What the task requires: Produce an exact copy of the lines from the line containing "TARGET = horn grille vent" through the last line of the listing below, both ends included, and nothing else.

Dataset rows on where objects appear:
*-*-*

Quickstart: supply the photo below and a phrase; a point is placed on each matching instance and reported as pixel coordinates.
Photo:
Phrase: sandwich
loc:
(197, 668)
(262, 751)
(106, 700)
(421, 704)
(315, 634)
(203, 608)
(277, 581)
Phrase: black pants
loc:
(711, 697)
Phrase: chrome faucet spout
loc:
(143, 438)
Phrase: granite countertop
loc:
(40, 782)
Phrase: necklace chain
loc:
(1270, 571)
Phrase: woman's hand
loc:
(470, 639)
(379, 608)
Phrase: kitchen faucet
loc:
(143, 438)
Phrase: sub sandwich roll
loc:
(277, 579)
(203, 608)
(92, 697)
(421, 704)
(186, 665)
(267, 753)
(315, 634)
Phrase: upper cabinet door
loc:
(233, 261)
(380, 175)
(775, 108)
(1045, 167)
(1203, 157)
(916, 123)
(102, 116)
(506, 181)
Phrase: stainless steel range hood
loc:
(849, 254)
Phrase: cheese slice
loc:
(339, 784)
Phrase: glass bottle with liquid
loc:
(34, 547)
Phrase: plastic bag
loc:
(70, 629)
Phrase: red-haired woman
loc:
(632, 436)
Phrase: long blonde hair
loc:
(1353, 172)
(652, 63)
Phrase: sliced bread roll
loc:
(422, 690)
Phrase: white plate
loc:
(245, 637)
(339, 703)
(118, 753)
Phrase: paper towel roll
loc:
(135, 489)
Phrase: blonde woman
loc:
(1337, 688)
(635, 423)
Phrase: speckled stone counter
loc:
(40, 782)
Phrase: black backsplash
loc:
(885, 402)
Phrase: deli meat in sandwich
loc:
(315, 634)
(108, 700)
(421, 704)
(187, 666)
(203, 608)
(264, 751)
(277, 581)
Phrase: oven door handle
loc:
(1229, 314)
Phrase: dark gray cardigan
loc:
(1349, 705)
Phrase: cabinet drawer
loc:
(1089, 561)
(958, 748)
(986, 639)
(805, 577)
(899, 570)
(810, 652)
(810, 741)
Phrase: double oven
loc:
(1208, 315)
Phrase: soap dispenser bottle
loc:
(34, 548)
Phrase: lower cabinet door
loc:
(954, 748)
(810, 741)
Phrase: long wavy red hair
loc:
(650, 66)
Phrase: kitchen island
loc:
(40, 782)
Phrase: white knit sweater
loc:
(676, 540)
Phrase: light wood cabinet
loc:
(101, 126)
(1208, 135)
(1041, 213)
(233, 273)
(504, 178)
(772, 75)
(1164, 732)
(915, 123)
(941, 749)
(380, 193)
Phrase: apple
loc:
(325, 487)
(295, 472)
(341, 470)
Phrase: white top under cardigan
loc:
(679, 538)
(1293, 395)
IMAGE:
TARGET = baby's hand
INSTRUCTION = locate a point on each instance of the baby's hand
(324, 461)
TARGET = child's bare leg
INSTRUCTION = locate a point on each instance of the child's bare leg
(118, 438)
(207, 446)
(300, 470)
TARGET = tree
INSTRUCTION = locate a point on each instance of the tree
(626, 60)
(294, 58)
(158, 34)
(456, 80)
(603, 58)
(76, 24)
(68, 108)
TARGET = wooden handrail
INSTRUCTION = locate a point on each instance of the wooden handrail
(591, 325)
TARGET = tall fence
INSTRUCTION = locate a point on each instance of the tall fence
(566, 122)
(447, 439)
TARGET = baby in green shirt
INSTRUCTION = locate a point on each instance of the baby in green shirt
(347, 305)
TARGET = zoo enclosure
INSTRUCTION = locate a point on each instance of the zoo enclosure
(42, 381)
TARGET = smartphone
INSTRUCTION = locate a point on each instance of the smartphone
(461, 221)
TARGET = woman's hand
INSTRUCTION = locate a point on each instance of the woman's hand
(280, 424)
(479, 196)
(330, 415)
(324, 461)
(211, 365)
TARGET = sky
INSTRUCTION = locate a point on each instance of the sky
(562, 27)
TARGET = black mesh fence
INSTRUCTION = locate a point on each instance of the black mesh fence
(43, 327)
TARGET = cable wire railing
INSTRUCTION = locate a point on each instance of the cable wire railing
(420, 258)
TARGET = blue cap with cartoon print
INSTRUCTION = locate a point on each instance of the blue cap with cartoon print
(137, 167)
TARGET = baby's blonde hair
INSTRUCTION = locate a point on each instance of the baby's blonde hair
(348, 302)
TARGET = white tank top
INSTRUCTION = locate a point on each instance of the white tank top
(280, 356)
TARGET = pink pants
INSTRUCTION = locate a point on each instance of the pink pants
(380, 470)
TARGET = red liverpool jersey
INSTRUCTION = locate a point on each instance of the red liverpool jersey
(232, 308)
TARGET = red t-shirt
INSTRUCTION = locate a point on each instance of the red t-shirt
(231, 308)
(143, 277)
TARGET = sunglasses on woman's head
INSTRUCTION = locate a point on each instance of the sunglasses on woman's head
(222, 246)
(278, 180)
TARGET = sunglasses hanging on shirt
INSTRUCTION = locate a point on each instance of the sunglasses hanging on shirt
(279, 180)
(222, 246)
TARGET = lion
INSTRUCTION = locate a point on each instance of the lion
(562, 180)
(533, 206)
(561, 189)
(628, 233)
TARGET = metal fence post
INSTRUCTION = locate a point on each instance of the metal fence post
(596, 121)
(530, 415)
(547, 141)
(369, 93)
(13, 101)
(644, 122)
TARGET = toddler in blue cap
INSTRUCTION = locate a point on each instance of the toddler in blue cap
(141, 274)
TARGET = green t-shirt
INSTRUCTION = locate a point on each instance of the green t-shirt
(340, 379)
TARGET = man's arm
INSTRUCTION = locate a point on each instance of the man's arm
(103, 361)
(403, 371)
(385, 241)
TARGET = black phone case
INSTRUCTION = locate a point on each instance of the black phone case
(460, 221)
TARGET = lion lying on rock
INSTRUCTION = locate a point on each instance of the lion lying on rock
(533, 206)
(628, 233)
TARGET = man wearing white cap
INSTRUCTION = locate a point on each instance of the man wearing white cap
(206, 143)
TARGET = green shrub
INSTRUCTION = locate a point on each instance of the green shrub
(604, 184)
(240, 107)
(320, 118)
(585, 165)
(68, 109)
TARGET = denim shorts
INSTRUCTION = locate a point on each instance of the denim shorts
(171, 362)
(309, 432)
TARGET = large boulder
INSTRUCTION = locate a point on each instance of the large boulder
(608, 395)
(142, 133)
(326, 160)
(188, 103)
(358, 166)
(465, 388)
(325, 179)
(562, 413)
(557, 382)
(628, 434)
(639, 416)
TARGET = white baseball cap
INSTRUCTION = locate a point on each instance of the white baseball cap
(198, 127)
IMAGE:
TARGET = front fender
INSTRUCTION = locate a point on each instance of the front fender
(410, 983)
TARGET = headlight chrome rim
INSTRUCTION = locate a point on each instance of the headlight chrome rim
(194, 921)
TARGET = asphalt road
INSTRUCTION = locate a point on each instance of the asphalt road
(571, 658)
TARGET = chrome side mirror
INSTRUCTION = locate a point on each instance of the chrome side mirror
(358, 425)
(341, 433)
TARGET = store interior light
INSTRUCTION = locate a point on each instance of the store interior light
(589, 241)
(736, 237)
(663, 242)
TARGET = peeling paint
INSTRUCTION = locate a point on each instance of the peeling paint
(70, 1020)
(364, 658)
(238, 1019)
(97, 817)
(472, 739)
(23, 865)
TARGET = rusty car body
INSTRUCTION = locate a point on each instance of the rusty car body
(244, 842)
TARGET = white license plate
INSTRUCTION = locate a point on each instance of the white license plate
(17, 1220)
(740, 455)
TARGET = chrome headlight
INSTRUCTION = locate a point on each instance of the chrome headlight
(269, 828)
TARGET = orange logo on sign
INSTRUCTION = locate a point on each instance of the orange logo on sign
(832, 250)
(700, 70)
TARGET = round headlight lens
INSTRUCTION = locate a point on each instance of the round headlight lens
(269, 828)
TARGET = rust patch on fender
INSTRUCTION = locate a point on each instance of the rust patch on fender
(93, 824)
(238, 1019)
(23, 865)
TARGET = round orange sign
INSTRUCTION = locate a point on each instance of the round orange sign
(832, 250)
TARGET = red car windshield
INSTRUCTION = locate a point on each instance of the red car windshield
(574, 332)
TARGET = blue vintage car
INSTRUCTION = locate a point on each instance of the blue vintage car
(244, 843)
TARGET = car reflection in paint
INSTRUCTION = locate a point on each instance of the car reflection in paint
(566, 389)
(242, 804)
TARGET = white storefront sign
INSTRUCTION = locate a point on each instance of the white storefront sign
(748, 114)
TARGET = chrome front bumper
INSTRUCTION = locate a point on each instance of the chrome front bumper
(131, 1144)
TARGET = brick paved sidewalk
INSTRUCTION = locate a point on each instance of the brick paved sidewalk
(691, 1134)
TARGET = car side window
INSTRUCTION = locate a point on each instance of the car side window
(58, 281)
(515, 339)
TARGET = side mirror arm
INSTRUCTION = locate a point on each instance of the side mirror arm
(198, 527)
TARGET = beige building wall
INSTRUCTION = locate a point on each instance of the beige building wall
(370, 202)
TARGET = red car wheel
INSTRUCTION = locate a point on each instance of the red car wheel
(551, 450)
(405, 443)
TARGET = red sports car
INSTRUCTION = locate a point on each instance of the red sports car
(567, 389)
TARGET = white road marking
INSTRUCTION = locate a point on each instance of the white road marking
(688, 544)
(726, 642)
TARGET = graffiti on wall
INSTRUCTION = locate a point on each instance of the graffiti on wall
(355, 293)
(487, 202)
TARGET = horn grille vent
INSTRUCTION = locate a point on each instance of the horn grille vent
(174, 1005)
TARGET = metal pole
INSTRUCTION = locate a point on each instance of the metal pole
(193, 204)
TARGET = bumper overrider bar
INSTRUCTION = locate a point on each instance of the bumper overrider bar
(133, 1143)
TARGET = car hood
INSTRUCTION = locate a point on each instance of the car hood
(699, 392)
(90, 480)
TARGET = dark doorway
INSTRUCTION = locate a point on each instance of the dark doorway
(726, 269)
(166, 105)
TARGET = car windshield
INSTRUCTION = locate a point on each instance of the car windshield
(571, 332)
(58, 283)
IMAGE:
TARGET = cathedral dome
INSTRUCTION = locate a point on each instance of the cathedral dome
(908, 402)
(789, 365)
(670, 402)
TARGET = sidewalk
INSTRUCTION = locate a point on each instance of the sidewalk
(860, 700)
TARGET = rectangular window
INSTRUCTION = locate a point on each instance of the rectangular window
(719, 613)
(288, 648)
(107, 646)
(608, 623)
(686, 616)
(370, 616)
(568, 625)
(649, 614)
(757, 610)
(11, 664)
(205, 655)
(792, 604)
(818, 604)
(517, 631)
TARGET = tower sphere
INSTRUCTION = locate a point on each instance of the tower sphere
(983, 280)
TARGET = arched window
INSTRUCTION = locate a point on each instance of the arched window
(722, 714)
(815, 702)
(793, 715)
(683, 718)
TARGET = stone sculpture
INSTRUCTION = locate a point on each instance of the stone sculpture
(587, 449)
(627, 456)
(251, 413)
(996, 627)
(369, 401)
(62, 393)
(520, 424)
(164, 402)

*-*-*

Output of the task:
TARGET = horn grille vent
INSTRUCTION = locate a point on each instance of the horn grille vent
(174, 1005)
TARGET = metal pole
INSTRUCTION = locate a point on each instance of the metal pole
(193, 204)
TARGET = bumper overrider bar
INSTRUCTION = locate a point on each instance of the bumper overrider bar
(133, 1143)
TARGET = car hood
INSTRUCTION = locate a point on each instance of the car hood
(699, 392)
(90, 480)
TARGET = dark doorway
INSTRUCTION = locate a point on each instance of the dark doorway
(726, 269)
(166, 105)
TARGET = car windshield
INSTRUCTION = locate a point on each instance of the car windshield
(571, 332)
(58, 283)
IMAGE:
TARGET = cathedral dome
INSTRUCTION = locate a point on each instance of the cathedral dome
(908, 402)
(789, 365)
(670, 402)
TARGET = sidewalk
INSTRUCTION = locate a point on each instance of the sidewalk
(860, 700)
TARGET = rectangular window
INSTRUCTION = locate a point on each instance of the rectangular window
(719, 613)
(288, 648)
(107, 646)
(608, 623)
(686, 616)
(370, 616)
(568, 625)
(649, 614)
(757, 610)
(11, 664)
(205, 655)
(792, 604)
(818, 604)
(517, 631)
TARGET = tower sphere
INSTRUCTION = locate a point on each instance of the tower sphere
(983, 280)
TARGET = arched window
INSTRUCTION = locate a point on each instance of the arched window
(722, 714)
(815, 702)
(793, 715)
(683, 718)
TARGET = stone sculpture
INSTRUCTION = locate a point on each instance of the stone sculpture
(587, 449)
(627, 456)
(251, 413)
(996, 627)
(369, 401)
(62, 393)
(520, 424)
(164, 402)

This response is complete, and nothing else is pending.